Saved data entries
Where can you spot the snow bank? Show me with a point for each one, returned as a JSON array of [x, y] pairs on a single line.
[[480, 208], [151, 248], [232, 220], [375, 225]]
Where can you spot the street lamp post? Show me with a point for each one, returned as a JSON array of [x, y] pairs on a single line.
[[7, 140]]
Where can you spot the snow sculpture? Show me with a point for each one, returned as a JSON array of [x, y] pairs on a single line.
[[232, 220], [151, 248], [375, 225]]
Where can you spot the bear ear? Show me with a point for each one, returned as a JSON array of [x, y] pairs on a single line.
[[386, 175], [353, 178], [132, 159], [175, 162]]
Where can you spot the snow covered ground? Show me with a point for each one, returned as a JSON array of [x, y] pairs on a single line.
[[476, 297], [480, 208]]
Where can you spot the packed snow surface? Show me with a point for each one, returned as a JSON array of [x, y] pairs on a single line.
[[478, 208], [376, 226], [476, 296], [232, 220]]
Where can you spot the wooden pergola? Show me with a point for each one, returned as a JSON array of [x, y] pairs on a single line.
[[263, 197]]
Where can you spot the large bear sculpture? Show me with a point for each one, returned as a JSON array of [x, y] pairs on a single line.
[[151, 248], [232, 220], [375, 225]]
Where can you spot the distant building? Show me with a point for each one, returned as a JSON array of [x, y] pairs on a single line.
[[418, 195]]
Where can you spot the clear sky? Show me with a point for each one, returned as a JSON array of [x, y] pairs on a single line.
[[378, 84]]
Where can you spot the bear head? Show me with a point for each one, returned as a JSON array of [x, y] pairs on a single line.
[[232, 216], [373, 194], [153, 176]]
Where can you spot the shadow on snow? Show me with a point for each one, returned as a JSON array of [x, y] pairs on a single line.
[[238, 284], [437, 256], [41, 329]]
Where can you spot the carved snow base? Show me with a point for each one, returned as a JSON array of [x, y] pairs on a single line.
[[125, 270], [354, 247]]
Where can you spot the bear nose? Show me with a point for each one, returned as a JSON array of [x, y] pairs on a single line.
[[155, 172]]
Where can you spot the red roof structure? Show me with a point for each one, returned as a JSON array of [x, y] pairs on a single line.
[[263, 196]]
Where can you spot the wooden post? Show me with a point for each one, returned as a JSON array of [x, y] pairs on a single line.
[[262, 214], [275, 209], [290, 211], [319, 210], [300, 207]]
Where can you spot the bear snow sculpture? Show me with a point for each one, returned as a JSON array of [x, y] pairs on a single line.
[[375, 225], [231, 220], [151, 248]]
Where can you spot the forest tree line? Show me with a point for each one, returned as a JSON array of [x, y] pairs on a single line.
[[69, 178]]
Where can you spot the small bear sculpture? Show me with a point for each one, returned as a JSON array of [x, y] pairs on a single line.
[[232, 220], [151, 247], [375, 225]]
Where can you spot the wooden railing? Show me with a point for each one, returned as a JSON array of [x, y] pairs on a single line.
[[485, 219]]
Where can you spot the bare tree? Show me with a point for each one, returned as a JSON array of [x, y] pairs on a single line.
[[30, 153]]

Action item
Repeat each entry above exactly as shown.

Result of this exercise
Where can you spot the snow bank? Show me with a point for each one, returned as a JSON array of [x, y] pairs on a single line.
[[480, 208], [151, 248], [232, 220], [375, 225]]
Where can you spot the street lamp post? Show me with a point for each one, returned as a JSON array of [x, y] pairs on a single line.
[[7, 140]]
Where can you spot the snow sculpture? Show me with a point for each one, returned as a JSON array of [x, y] pairs on a single line.
[[232, 220], [151, 248], [375, 225]]
Where can you spot the bear ear? Show me with a point for each one, returned as a JSON array of [x, y] pairs on a single line.
[[386, 175], [353, 178], [132, 159], [175, 162]]
Where can you spot the snow covered ground? Show me with a point for each one, returned as a JSON array of [x, y] pairs on a single line.
[[476, 297], [480, 208]]
Where can you spot the packed snow surface? Show me with a point for each one, returned as a JSON array of [x, y] pairs on a single line.
[[478, 208], [376, 226], [476, 296], [232, 220]]
Where can you spot the wooden pergola? Show me with a point for each one, returned as a JSON array of [x, y] pairs on a single line.
[[263, 197]]
Where can you spot the large bear sculpture? Show me with a point for each one, returned as a JSON array of [x, y] pairs on a single line.
[[151, 248], [232, 220], [375, 225]]
Where can you spot the distant building? Show me with a point for each one, returned as a JSON array of [x, y] pairs on a single line.
[[418, 195]]
Where can you spot the clear sky? Show me with a point for each one, returned as a JSON array of [x, y] pairs on a single line.
[[378, 84]]
Where can you spot the bear head? Show me with a point for each one, returned as a JSON array of [x, y] pairs on a single line.
[[232, 216], [373, 194], [153, 176]]
Where can you spot the shadow on snow? Show me with a point for each one, returned as a JSON array of [x, y] pairs on a single line.
[[238, 284], [437, 256], [41, 329]]
Where can you spot the carved snow base? Show me with a point for each one, returned as a JSON array of [x, y] pairs on a single line.
[[125, 270], [354, 247]]
Where can you spot the bear nose? Show me with a point for each one, returned as a JSON array of [x, y] pairs on a single line.
[[155, 172]]
Where can you spot the red roof structure? Show me with a point for each one, returned as a JSON array of [x, y] pairs on a single line.
[[263, 196]]
Where can you spot the wooden post? Show me with a point for each one, returned as a JSON array of [x, y] pairs on a single line.
[[262, 214], [275, 209], [290, 211], [319, 210], [300, 207]]
Where can you spot the bear snow sculpture? Show me with a point for each one, returned as a JSON array of [x, y] pairs on a single line.
[[375, 225], [231, 220], [151, 248]]
Where can you spot the forest tree line? Show me with a point for each one, returned as a JSON array of [x, y] pairs on a single line.
[[69, 178]]
Where can you spot the small bear sculpture? Show me with a point for each one, returned as a JSON array of [x, y] pairs on a single line.
[[232, 220], [151, 247], [375, 225]]
Where can you spot the wooden railing? Show me with a point for each one, returned as a JSON array of [x, y] pairs on a single line.
[[485, 219]]
Where can you spot the bare tree? Show me with a point for each one, returned as a JSON array of [x, y] pairs on a single line.
[[30, 153]]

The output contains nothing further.